### Source text
▽

This recognition is not only for us, but for all game theory, in Israel and in the world - teachers, students, colleagues, and co-workers…I offer my thanks to these, to the Nobel Foundation and the Nobel Committee, to our magnificent hosts, the country of Sweden, and to G-d, Who Is good and does good."

The inspiring words and the sight of the good professor surrounded by his 4 children (a fifth son was killed in Operation Peace for Galilee in 1982), their spouses and 19 grandchildren and great-grandchildren expressed Jewish endurance and continuity, as this noble scholar honored Jewish ideals and traditions, and was graciously accommodated by the Swedish royal court and the Nobel Academy.

Here's a wonderful description of the post-banquet Ball;

At the post-banquet ball, a fellow laureate, who deservedly won the Prize for discovering the bacterium that causes ulcers, jumps up on the stage and sings his own composition, “Ballad to Bacteria.” Only Robert J. (Yisrael) Aumann would at that moment be reminded of a midrash that describes a similar situation. During the meal following the brit milah of Elisha ben Abuyah, some of the secular guests at the circumcision feast sang non-religious songs. Said Rabbi Eliezer to Rabbi Yehoshuah, “They are busy with their songs, why aren’t we busy with ours?!” The rabbis began to recite Torah, then Neviim, then Ketuvim, and the words of Torah rejoiced as on the day they were given on Sinai, surrounded by fire.

△

### Work instructions
List every person named in the passage about the Nobel celebrations.

### Entries shown
▽

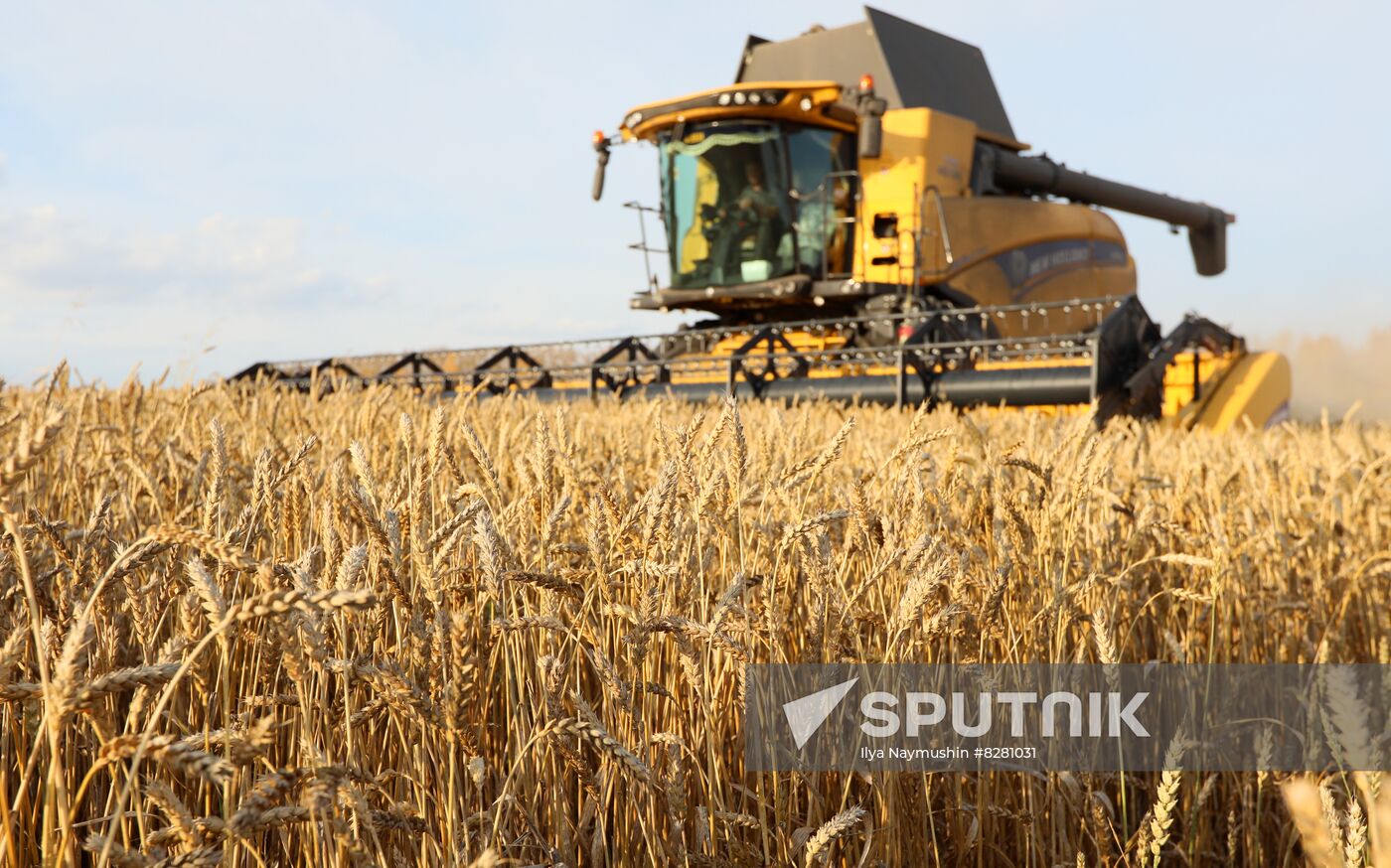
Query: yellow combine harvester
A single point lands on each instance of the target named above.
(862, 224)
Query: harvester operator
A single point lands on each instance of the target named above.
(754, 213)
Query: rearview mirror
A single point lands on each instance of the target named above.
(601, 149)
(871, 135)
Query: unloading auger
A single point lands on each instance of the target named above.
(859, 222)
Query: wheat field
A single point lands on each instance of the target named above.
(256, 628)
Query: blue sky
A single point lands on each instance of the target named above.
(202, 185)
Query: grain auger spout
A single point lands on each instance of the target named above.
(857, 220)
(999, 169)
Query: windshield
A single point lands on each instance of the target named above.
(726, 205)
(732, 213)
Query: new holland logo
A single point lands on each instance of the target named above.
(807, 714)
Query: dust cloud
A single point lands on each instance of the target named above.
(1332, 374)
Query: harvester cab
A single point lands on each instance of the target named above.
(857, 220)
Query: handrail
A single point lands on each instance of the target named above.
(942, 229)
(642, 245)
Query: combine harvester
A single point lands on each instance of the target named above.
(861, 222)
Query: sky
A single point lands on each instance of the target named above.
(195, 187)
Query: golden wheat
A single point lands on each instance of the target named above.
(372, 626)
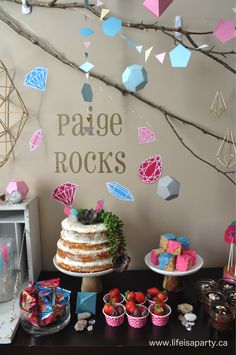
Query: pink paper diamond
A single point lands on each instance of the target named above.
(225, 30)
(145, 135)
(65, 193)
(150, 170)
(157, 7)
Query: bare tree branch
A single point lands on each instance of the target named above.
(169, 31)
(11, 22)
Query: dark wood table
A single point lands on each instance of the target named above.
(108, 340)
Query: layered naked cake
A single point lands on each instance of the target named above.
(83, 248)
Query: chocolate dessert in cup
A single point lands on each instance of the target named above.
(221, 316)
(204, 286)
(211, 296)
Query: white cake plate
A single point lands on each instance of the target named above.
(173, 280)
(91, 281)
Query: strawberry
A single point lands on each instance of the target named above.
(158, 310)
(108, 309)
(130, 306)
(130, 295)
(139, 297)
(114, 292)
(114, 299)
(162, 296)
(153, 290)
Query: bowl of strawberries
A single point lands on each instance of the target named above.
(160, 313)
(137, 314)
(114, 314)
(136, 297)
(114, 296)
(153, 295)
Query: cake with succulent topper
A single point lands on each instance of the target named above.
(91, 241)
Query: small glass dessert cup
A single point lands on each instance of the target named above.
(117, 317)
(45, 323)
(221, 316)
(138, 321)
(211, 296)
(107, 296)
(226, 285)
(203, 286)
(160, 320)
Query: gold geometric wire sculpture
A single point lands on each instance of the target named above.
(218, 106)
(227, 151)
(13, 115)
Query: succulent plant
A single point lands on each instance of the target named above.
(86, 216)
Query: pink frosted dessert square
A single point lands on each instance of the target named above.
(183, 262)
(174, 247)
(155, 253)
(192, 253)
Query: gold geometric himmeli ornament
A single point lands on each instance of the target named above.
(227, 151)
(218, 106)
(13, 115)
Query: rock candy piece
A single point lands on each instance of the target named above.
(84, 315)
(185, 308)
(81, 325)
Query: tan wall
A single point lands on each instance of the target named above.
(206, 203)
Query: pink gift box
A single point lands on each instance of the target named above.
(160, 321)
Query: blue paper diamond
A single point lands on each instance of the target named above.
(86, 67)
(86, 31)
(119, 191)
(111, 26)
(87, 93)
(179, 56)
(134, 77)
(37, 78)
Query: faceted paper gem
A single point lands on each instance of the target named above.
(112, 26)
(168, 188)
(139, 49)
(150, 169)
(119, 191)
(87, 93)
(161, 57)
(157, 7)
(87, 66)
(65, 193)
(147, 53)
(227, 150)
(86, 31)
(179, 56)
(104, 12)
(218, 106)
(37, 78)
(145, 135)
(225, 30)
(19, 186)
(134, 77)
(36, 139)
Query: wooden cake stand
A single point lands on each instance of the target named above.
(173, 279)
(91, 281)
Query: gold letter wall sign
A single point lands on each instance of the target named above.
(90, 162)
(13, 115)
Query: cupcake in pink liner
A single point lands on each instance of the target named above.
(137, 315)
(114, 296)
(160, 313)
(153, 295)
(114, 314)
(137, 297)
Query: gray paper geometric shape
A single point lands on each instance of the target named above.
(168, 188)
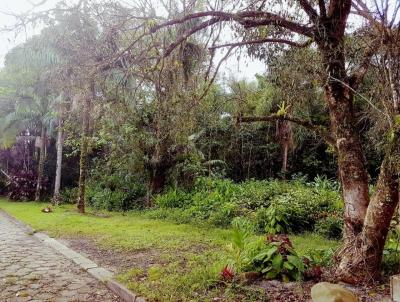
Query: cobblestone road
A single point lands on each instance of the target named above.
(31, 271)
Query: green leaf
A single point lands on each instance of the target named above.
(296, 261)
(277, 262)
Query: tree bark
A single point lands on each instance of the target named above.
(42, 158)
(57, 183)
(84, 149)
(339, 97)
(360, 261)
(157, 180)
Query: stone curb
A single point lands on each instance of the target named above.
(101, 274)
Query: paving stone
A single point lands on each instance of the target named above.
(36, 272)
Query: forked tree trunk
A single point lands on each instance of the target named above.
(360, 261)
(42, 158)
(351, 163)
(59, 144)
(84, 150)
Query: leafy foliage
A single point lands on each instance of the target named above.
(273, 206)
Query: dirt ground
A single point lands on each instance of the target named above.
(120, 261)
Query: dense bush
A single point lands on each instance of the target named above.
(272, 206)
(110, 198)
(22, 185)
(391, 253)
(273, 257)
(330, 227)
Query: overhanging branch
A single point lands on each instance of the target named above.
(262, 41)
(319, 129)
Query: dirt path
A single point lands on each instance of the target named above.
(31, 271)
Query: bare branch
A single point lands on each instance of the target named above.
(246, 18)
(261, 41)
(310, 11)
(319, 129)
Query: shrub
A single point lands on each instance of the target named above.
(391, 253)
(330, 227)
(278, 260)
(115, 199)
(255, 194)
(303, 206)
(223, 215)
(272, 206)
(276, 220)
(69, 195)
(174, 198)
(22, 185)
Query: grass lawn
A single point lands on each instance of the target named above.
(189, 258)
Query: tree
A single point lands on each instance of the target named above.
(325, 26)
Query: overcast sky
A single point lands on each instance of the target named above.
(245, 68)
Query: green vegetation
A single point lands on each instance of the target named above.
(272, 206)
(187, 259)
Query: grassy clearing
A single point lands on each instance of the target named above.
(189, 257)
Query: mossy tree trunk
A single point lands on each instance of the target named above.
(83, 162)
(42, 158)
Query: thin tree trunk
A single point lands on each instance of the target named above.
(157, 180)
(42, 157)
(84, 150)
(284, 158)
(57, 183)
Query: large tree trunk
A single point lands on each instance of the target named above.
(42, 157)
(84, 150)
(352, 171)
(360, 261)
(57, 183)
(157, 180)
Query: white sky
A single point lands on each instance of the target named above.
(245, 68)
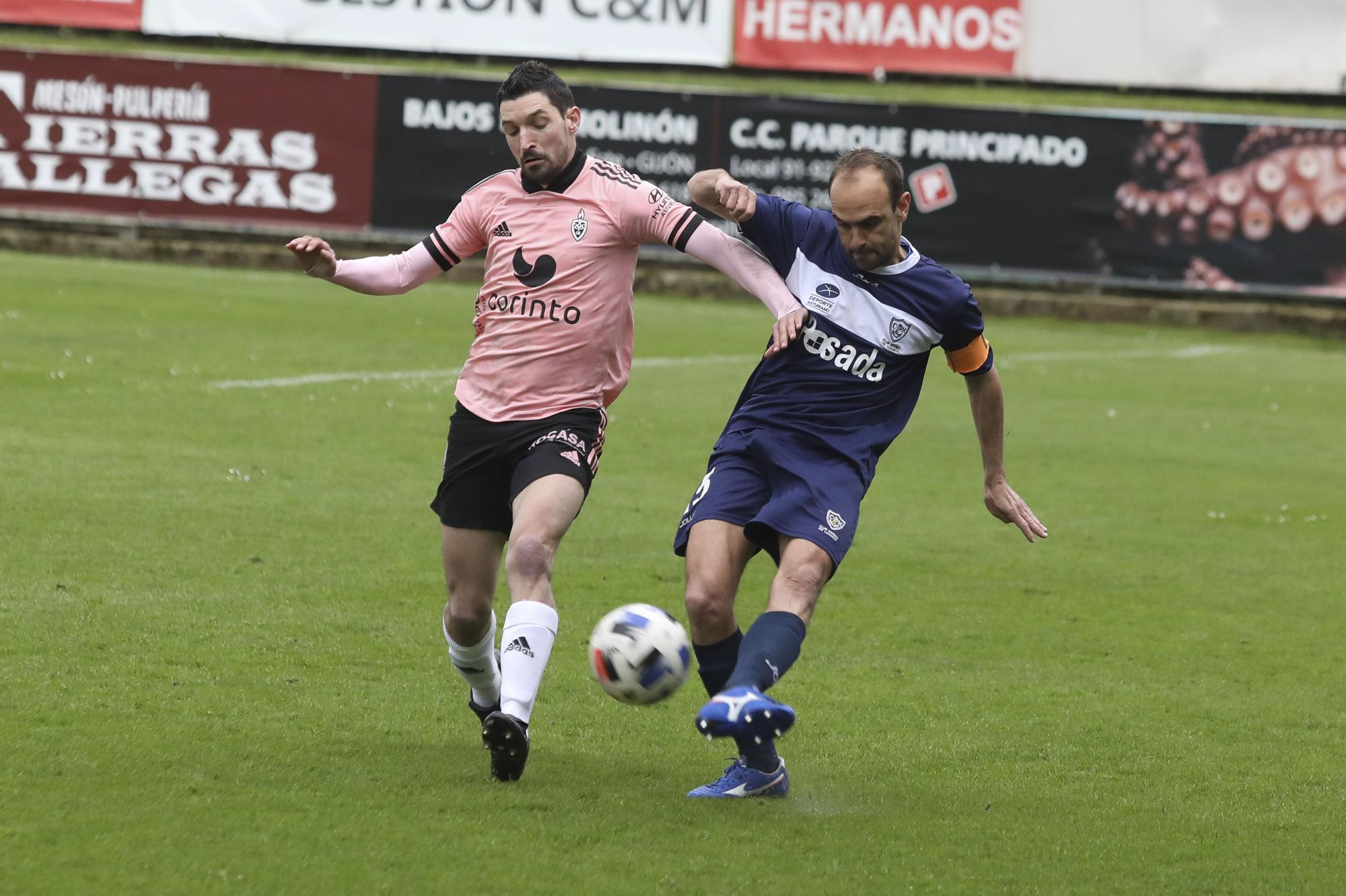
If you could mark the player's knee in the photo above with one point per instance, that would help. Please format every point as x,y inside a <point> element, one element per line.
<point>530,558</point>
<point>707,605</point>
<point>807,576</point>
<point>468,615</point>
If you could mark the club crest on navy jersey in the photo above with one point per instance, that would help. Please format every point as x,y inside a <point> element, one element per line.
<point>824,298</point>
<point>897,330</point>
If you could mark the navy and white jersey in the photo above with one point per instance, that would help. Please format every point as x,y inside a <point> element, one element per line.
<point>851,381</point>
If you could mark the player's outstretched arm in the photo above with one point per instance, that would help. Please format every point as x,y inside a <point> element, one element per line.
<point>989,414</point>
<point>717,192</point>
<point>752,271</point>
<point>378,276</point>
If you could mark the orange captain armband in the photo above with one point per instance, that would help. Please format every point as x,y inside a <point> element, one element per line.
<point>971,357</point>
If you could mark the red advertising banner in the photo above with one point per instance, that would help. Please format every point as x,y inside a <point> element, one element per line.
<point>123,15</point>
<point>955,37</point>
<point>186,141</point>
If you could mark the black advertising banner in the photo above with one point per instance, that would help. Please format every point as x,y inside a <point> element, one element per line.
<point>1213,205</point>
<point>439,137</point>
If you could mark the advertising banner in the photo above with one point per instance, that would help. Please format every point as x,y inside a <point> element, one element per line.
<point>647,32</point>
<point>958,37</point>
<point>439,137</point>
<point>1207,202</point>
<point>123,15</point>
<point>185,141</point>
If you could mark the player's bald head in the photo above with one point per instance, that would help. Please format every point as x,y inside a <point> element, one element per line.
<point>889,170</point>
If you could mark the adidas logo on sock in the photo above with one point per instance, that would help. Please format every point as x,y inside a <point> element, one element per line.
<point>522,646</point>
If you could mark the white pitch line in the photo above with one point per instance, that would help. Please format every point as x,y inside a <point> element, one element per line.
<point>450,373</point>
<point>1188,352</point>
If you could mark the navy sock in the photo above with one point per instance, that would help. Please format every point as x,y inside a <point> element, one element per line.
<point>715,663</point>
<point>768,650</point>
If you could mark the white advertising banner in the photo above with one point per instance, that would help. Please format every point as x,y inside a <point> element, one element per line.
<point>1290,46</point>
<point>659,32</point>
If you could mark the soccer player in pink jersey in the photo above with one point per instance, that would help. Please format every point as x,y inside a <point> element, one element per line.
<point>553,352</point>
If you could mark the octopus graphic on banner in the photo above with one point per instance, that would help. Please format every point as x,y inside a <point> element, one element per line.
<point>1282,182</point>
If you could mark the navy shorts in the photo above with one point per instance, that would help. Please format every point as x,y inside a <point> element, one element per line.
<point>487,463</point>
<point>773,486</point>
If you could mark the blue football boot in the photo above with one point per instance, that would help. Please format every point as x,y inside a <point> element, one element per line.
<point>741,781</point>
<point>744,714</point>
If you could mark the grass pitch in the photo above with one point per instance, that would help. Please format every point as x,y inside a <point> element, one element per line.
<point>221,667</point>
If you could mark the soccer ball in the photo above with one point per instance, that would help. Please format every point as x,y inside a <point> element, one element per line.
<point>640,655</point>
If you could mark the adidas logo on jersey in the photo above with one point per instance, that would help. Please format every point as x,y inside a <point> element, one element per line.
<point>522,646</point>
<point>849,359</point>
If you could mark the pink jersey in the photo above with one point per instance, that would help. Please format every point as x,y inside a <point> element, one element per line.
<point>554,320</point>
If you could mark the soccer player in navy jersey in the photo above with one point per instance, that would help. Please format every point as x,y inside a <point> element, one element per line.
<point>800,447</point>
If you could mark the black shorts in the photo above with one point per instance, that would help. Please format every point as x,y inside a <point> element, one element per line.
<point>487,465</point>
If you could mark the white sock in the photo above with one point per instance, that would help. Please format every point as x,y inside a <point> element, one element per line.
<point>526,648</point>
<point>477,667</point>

△

### Answer
Robert J. (Yisrael) Aumann
Elisha ben Abuyah
Rabbi Eliezer
Rabbi Yehoshuah